• _WRITTEN PROBLEM A_
Extract every line of the listing that contains the string "logo", matching case exactly.

Former Letcher County Sanitation Director John Cleveland told court members they face a tough decision either way. Cleveland said that according to his own research, the county sanitation department could lose threequarters of its employees if a franchise is awarded. Cleveland said a franchise has to make a profit, but the county only has to break even.

“If we didn’t lose over $50,000, I’d be happy,” said Fleming. “We’ve lost $6 million over 12 years.”

“I would like to see us bid it and see what we get,” said Ward. “We can also figure out what it will cost us to fix it. I want to look at all the options. We’re not obligated to accept a bid.”

Ward said that while the bid process takes place, the court can gather as much information as possible to try to fix the current system.

Bids for the rights to the county’s garbage franchise are expected to be submitted by two large waste collection firms already doing business in southeastern Kentucky – Waste Management Inc., a publicly held company based in Houston, Texas, and Rumpke Waste Inc., a privately-owned firm based in Cincinnati.

Waste Management already owns the county’s garbage transfer station at Millstone, and has similar transfer stations in Breathitt, Floyd, Harlan, Knott and Leslie counties. Waste Management also currently holds the franchise to collect residential, commercial and industrial garbage in Perry County. Rumpke currently holds the collection franchises in Knott and Leslie counties.

In a related matter, Ward also announced during the November meeting that if anyone in Letcher County has an appliance they need to get rid of they should call the Letcher County Recycling Center, which is located near the mouth of Cowan Creek (632- 2267). Ward said any metal appliance will be picked up at no charge.

Ward also said that furniture and other non-metal items can be picked up as well. He said the department will charge a small fee for people with furniture that needs to be discarded.

County attorney addresses

road, bridge questions

Also at the court’s November meeting, Letcher County Attorney Harold Bolling addressed a question which has been brought up several times concerning what constitutes a road on which the county can spend money to repair.

Magistrate Banks asked about a bridge on a road to two houses belonging to Joella and Alben Watts at Democrat. Banks said the Watts family owns both houses on the other side of the bridge.

Bolling told Banks and the other court members that the number of houses served by a road or bridge isn’t the deciding factor. He said the question is whether the road is a public road or not.

“It has to be a public road,” said Bolling. “It has to serve a public purpose.”

Several other court members asked about similar situations in their districts, but Bolling declined to give a specific answer to what he called general questions. He said that public funds cannot be used to maintain private roads and that cannot be expanded.

• _WRITTEN PROBLEM B_
Carry on the news report about the Letcher County court meeting from the end of its last sentence.

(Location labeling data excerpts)

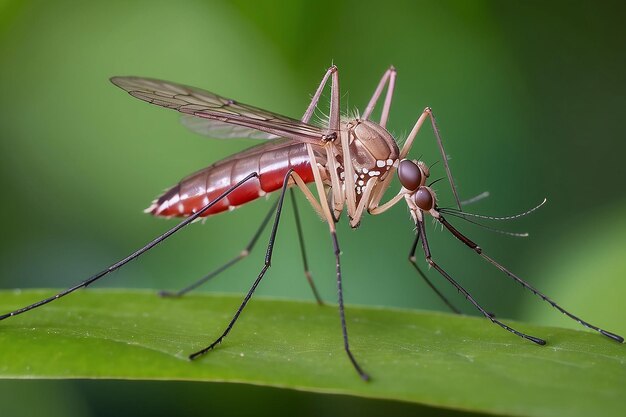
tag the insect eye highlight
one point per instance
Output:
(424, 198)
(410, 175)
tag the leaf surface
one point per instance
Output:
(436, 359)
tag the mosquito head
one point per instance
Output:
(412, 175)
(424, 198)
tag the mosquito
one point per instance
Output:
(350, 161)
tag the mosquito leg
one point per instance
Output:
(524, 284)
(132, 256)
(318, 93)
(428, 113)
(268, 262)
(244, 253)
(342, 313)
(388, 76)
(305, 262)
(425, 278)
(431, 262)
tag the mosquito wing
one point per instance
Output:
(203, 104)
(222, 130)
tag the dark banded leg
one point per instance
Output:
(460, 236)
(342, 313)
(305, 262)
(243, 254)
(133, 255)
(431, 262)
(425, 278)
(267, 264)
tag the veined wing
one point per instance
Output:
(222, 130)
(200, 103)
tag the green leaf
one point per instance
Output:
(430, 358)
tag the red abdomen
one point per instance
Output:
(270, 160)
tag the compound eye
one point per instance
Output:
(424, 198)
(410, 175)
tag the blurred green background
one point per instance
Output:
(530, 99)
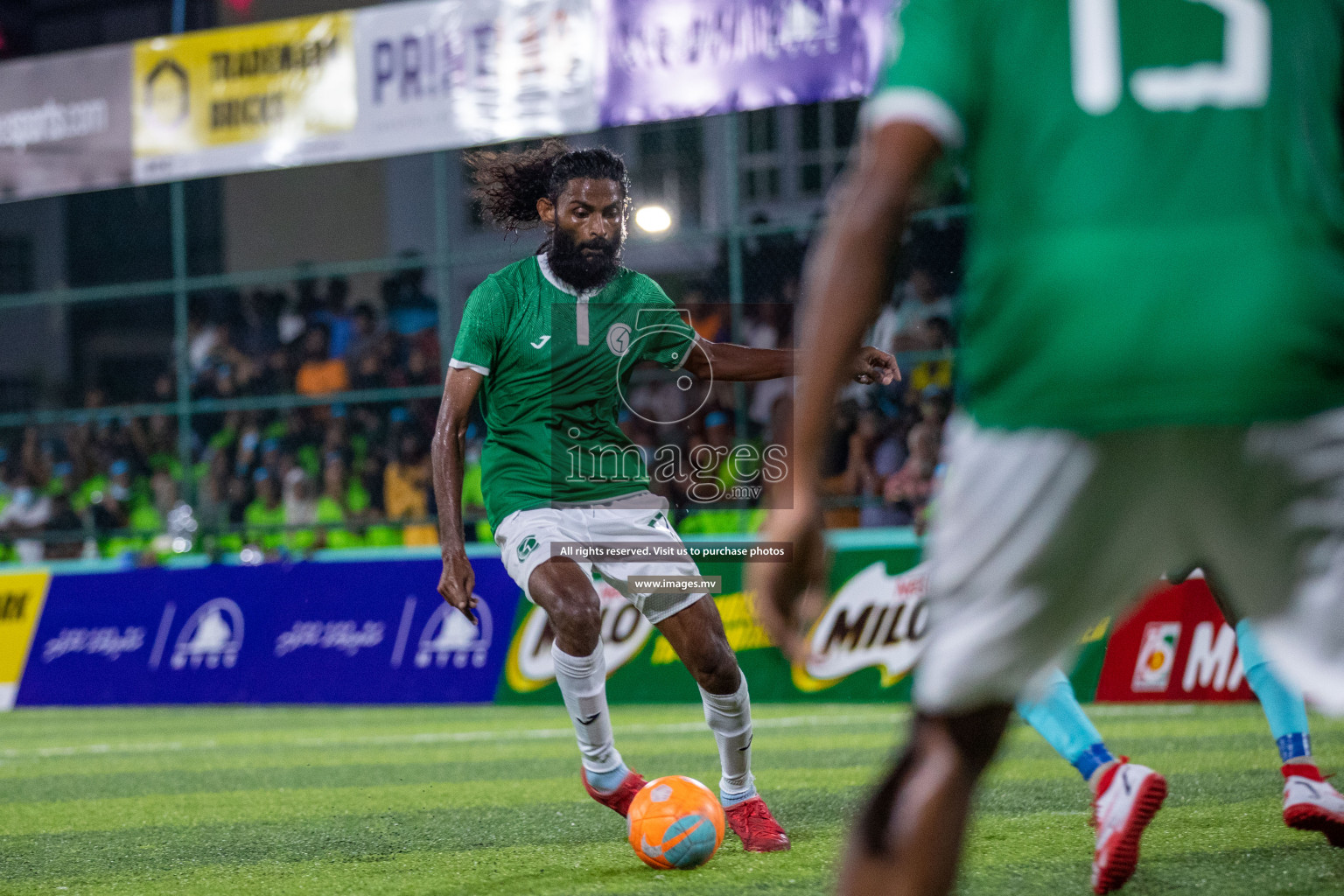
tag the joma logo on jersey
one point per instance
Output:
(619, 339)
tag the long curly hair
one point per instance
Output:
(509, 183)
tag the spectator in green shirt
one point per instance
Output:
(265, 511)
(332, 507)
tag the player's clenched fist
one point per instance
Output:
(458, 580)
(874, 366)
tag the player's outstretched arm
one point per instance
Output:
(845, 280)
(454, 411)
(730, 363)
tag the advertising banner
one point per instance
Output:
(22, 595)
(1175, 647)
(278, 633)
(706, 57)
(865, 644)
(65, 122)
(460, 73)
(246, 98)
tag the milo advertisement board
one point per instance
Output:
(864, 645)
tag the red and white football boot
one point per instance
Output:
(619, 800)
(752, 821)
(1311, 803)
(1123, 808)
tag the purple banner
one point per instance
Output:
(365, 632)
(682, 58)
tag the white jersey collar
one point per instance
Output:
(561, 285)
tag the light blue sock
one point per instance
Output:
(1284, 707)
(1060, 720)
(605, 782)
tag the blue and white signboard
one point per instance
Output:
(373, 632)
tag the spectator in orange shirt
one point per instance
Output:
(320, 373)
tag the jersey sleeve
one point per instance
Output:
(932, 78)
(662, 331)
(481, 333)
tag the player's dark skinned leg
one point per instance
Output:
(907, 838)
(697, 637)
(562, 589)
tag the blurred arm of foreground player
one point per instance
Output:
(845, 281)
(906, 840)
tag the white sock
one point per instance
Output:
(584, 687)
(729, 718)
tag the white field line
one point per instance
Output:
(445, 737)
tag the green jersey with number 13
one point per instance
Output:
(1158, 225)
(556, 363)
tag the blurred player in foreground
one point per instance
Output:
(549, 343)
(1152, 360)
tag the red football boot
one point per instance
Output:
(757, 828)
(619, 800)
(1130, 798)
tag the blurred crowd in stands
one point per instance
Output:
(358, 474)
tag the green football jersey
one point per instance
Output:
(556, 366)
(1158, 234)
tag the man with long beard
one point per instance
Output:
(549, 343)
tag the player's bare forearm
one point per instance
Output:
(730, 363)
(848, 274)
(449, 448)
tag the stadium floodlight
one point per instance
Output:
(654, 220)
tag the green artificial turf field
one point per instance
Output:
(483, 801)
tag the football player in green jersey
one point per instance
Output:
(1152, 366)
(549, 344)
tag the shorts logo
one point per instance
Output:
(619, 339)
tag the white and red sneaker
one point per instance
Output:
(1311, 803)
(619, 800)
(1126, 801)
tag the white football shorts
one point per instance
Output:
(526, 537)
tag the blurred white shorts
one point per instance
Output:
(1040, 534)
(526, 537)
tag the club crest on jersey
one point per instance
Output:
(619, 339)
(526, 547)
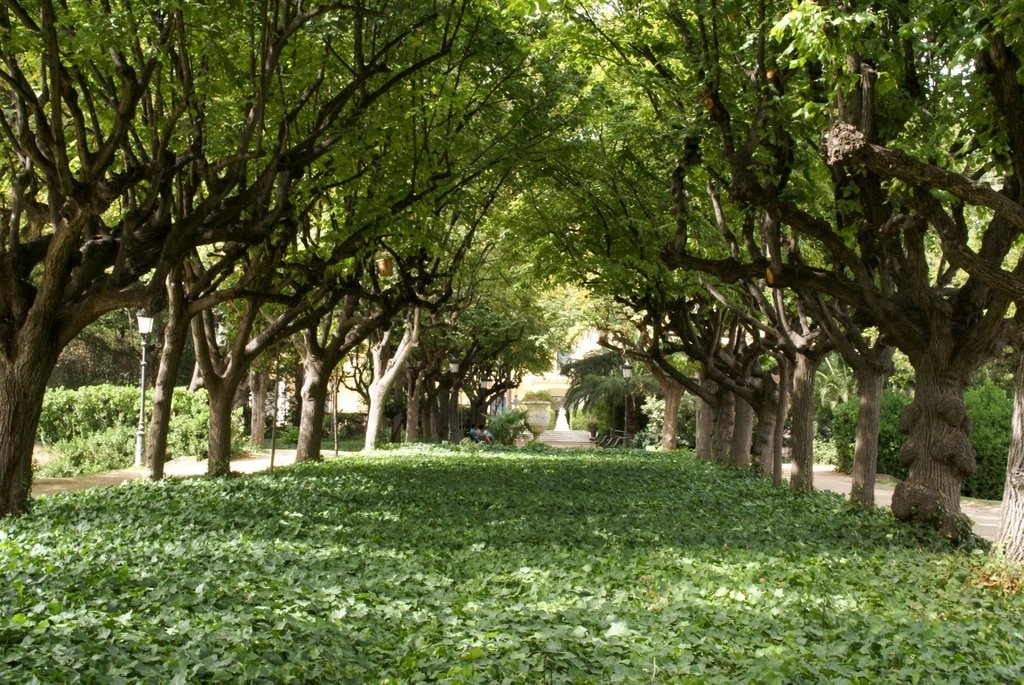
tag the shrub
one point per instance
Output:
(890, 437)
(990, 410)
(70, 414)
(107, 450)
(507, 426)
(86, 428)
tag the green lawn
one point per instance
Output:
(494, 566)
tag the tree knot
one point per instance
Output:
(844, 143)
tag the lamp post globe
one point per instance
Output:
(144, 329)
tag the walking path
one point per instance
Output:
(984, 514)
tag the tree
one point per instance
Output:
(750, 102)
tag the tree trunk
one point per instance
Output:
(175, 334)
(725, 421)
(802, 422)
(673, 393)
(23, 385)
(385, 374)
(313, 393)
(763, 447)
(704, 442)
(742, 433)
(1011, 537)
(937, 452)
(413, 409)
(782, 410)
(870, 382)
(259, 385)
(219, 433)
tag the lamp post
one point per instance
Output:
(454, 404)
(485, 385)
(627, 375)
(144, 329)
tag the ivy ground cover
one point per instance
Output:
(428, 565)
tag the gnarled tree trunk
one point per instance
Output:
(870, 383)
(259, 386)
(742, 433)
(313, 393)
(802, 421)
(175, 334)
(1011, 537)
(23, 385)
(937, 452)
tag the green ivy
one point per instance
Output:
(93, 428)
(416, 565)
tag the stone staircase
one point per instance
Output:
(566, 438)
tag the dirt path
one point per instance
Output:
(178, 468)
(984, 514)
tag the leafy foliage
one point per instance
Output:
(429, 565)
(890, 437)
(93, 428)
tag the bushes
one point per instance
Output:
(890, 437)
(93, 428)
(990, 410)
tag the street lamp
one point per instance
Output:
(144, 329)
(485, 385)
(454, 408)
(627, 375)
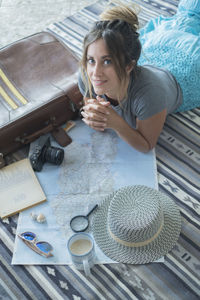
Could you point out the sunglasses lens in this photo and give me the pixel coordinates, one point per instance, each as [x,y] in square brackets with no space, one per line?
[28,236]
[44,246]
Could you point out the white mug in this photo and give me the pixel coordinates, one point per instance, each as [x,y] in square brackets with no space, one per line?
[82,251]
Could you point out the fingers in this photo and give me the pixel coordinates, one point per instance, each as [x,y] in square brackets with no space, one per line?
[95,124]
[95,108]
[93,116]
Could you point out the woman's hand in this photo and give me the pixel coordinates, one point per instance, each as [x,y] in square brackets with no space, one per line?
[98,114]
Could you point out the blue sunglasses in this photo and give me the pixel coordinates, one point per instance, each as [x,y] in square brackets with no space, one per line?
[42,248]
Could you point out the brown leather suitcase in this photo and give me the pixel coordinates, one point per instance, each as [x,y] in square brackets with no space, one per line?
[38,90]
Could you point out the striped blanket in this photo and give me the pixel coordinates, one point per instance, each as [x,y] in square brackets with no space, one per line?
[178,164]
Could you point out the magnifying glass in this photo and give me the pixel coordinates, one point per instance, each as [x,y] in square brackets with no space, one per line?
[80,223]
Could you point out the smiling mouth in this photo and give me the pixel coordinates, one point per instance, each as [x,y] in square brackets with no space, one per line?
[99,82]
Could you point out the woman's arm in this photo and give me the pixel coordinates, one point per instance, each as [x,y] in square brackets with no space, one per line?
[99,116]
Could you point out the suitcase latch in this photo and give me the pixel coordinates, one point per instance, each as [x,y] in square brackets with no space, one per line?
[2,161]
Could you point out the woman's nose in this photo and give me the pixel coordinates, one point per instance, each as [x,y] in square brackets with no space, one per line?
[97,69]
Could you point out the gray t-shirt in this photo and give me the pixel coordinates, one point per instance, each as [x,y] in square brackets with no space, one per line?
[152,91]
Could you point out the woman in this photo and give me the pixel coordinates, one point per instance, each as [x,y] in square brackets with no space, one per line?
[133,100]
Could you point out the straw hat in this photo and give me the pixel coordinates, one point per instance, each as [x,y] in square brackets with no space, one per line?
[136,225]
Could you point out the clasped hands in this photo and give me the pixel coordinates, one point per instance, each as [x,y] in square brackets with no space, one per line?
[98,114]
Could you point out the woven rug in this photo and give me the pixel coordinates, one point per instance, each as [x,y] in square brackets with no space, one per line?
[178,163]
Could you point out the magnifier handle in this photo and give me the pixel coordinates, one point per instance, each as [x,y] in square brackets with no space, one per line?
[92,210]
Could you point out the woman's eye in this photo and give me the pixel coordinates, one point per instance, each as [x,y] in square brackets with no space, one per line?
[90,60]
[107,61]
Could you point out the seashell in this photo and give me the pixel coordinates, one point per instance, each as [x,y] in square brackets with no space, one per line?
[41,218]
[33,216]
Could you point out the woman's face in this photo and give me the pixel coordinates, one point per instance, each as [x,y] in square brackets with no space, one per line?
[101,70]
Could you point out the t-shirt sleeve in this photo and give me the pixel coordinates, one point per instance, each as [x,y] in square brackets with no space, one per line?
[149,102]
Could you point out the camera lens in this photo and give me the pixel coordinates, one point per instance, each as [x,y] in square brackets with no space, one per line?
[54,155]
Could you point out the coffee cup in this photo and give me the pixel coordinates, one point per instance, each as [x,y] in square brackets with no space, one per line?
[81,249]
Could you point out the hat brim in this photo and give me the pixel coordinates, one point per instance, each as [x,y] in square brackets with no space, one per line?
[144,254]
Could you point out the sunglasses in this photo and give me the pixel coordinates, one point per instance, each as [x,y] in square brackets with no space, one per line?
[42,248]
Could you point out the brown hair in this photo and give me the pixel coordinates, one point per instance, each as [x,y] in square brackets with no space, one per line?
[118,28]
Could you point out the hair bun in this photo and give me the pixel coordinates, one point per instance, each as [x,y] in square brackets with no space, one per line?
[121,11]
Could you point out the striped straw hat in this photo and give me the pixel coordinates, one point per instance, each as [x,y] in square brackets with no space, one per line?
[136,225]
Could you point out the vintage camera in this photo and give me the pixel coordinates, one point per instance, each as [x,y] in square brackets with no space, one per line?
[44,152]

• _OUTPUT A_
tag the joma logo on jersey
tag the shorts logo

• _OUTPUT B_
Water, sewer projects

under consideration

Letcher County Water and Sewer District Director Greg Pridemore gave the court a progress report on water and sewer projects. Pridemore said that although he had hoped the district could hook into water lines with the City of Cumberland by moving a pump station, he had learned that the problem is a bottleneck, created by a smaller section of line well back on the Harlan County side. Pridemore said that Harlan County Judge/Executive Joseph Grieshop has assured him the problem will be taken care of.

Pridemore also told the court that water line extensions at Craft’s Colly and Little Cowan are under consideration by the Kentucky Public Service Commission, and that no further work can be done without the commission’s approval. He said the contractors had agreed to an extension because of the delay, which will take approximately 30 days.

Pridemore said he has sent registered letters to 13 trustees in the Indian Creek community who are holding out on getting their water hooked up. He said that until the matter is completely resolved the Water and Sewer District cannot get trust funds released which will allow it to connect water lines to several hollows on the main line route between Camp Branch and Indian Creek.

The issue concerns an agreement between the Water and Sewer District to provide water to 29 families on Indian Creek as part of an arrangement between an insurance company representing the now-defunct Golden Oak Coal Company and trustees representing 29 families whose wells had been destroyed due to subsidence (under mining). The insurance company placed $1.5 million in a trust to be released when the 29 families had potable water in their homes.

In order to comply with the terms of the agreement, the Water and Sewer District undertook the project to run water lines from Sandlick to Indian Creek, bypassing a number of homes in several hollows along the way because the district only had enough money to run the main line. The trust money will be necessary to add the other homes, which could add almost three hundred customers to Water and Sewer District’s system and will enable it to sell water at a much lower rate.

Pridemore also said he will meet next month with representatives of the Knott County Water District and the Knott County Fiscal Court to discuss the possibility of a water line extension from Carr Creek Lake into Letcher County.

Pridemore added that he recently submitted a plan to the Governor’s Office for Local Development (GOLD) to extend service to Thornton and Cram Creek for $900,000; to Red Star for $400,000; to Smoot Creek for $250,000 and to Payne Gap for $500,000.

In a related matter, the fiscal court voted unanimously to approve Ward’s recommendation to accept the resignation of Water and Sewer District Board Chairman Phillip Back and to appoint Fred Webb of Mayking as Back’s replacement. Ward said Webb is an engineer who will add an extra dimension to the board.

No action taken

on petition

Whitesburg resident Elbert Lee appeared before the court to ask if any action would be taken on petitions he submitted at the court’s October meeting asking for an overturn of the county wide smoking ban. Ward told Lee there had been some discussion of the matter, but that no decision has been reached.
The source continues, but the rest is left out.